↓↓↓

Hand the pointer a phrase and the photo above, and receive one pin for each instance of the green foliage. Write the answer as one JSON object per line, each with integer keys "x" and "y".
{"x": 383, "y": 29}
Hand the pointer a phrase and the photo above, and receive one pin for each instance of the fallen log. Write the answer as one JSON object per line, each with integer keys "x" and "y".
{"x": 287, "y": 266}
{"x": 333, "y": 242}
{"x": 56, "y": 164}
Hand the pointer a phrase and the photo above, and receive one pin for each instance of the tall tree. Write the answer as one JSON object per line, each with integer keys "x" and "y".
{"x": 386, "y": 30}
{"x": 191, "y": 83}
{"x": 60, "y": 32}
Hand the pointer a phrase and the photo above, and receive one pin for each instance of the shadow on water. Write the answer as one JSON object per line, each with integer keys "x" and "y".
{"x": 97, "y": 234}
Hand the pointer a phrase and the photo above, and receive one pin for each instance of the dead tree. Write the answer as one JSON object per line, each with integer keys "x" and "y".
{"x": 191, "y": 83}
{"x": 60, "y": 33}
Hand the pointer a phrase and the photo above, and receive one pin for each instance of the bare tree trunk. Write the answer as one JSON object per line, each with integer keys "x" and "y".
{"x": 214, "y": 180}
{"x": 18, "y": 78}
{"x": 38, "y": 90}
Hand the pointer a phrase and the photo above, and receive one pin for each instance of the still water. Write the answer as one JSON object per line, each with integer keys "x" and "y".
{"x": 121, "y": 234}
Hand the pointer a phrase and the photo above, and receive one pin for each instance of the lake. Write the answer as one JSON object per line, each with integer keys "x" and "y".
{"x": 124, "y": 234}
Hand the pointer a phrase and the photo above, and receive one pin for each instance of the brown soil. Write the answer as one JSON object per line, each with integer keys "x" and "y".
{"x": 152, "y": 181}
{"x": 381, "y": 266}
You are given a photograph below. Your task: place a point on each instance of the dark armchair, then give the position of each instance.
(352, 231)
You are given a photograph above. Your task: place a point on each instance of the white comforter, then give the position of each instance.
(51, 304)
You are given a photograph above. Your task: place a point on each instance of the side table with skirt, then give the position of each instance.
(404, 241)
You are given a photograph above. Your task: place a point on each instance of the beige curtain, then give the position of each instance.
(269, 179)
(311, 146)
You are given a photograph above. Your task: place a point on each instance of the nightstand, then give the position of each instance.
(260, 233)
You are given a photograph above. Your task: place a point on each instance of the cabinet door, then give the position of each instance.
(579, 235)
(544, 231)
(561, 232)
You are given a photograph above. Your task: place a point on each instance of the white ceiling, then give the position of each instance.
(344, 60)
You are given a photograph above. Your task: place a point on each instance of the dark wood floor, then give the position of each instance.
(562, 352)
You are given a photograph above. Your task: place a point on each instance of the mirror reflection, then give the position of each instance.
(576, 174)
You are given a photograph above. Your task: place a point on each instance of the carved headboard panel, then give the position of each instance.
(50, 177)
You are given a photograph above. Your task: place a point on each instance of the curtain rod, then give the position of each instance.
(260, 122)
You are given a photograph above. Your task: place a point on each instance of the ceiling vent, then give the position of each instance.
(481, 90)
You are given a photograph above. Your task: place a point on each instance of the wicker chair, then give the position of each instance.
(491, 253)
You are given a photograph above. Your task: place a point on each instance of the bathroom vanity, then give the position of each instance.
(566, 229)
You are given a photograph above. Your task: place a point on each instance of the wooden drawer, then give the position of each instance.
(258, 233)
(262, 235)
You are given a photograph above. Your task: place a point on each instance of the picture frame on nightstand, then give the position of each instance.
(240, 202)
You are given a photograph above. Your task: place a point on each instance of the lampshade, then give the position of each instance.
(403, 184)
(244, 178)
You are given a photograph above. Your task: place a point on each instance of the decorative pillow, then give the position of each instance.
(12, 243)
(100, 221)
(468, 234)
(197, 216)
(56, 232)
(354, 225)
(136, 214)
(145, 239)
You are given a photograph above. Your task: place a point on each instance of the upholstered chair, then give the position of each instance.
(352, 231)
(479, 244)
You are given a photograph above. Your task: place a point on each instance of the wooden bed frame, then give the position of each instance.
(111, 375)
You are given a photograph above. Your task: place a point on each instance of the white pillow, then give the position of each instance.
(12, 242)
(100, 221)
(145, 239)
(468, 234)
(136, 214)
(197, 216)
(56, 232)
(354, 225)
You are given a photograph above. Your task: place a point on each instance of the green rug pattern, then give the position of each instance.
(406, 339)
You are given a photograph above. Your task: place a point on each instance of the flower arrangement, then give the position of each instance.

↑↑↑

ACTION ITEM
Your output must contain exactly the lines from the one containing "white pillow, then" to the final line of the data above, and no other text.

RESULT FOR THIS EXERCISE
You are given a photograph above. Your task: place a point on each instance of the white pillow, then give the position of each instance.
(12, 242)
(100, 221)
(145, 239)
(468, 234)
(136, 214)
(197, 216)
(56, 232)
(354, 225)
You are given a photograph above. Your task: place a point on each instance of the green rug pattern, then give the position of each instance.
(406, 339)
You are given a photograph above. Your task: place a point on each instance of the flower arrangement, then give the position of each instance.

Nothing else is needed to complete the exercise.